Point localization data:
····················
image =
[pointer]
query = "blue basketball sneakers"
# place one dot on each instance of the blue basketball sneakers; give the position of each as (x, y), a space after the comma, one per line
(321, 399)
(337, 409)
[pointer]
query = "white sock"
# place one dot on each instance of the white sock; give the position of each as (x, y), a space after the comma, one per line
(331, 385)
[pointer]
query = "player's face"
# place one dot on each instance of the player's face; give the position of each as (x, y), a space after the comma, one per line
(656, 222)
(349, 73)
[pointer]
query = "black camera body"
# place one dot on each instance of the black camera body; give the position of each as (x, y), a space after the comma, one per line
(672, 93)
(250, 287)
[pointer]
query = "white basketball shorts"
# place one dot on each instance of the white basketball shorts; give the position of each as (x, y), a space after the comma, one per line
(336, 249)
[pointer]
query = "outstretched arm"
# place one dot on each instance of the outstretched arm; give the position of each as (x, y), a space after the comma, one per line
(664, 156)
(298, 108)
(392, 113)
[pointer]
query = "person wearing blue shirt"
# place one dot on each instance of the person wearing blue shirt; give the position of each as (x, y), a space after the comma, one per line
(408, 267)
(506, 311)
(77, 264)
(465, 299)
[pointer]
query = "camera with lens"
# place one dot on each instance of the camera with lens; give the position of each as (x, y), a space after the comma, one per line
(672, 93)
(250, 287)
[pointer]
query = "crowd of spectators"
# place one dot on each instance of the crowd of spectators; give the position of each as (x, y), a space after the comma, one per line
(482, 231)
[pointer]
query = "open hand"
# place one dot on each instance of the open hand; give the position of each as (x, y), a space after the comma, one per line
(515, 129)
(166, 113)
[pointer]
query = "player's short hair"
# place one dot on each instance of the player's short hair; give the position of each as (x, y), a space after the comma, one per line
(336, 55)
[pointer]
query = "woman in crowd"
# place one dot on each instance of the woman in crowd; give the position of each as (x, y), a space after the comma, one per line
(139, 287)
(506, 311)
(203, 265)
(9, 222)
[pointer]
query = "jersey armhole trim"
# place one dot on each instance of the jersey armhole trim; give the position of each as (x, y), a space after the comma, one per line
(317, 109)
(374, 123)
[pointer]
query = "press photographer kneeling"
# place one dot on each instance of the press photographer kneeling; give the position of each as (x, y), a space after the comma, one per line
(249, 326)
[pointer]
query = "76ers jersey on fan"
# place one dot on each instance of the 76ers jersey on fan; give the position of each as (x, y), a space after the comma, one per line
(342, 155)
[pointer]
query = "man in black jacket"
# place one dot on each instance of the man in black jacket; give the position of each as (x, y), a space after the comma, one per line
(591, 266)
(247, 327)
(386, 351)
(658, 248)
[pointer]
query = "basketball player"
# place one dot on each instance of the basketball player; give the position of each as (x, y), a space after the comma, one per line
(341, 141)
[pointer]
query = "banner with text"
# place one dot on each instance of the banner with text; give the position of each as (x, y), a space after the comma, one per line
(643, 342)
····················
Required work: Every word of every entry must be returned as it appears.

Answer to this task:
image =
[pointer]
query = "blue basketball sneakers"
# place one dot on each instance of the blue basketball sneakers; give the position of each as (x, y), a space after the comma, one per line
(321, 399)
(337, 409)
[pointer]
query = "white sock"
# place one dot on each instance of the white sock; give the position of each as (x, y), a space after the comma, one per line
(331, 385)
[pointer]
query = "player's face"
# place one dot on each instance of the player's face; give the position of each as (x, y), a space after the comma, one per line
(656, 222)
(349, 73)
[pointer]
query = "black camera body"
# place one dot on each instance of the black camera body; give the position of each as (x, y), a space after the comma, one per line
(672, 93)
(250, 287)
[pointer]
query = "white basketball shorts"
# place one dot on each instance of the white basketball shorts; give the position of each as (x, y), a space after the comma, one per line
(336, 249)
[pointer]
query = "outstretched arm"
# place one dot on each instance of the outstretched arm; give the position of each as (x, y), a space after the comma, one per line
(664, 156)
(298, 108)
(392, 113)
[pointer]
query = "person wearing blue shirt"
# place one dot on each instance of the person wearing blue shirt; give the position of each as (x, y), a space after the comma, one per line
(408, 267)
(506, 311)
(77, 264)
(465, 299)
[pointer]
query = "camera with lens"
# place one dot on each instance of the camera with lens; give the position of each as (x, y), a space after the comma, one per line
(672, 93)
(250, 287)
[pointer]
query = "crowd of spectators"
# place one dot on each instance of the crowd of spectators; give the position of each as (x, y), a space after the comma, one per line
(482, 231)
[pointer]
query = "open hand"
# place one dot on each instance of the open hand; give the position of each as (x, y), a space after the comma, one per line
(515, 129)
(166, 113)
[pointer]
query = "player's short hair"
# place one dot on each instance of the player's short hair; give the position of each as (x, y), a space after the comma, one per line
(336, 55)
[pointer]
query = "woman in crowd"
# place one dot on each instance of the woman in crowd; give the position of each as (x, y), a space after the comma, one per line
(139, 287)
(506, 311)
(203, 265)
(9, 222)
[pointer]
query = "jersey armhole trim"
# place one dot on each instance of the jersey armhole trim; give the position of each as (x, y), a space after the comma, one per line
(317, 109)
(374, 123)
[pointer]
query = "press photographer kneeling"
# place one dot on each instance of the press photographer kneeling; give the position of each as (x, y), a space after the comma, one per line
(249, 326)
[pointer]
query = "76ers jersey on fan"
# place one dot on each instance of the 76ers jersey on fan; give the position of each as (x, y), a space after the comma, one per line
(342, 155)
[pointer]
query = "man in black jacket"
# place one dot on each instance of the man in black jacket; give the position of each as (x, y), a space after the comma, one per line
(591, 266)
(247, 327)
(386, 351)
(658, 248)
[pointer]
query = "basketball player"
# place one dot on each instance of the basketball player; give the position of each as (x, y), a space after the comma, one per line
(341, 141)
[pointer]
query = "banner with text"
# place one dot on each instance of the banner with text; give the position of each as (x, y), a space after the comma, one per line
(643, 342)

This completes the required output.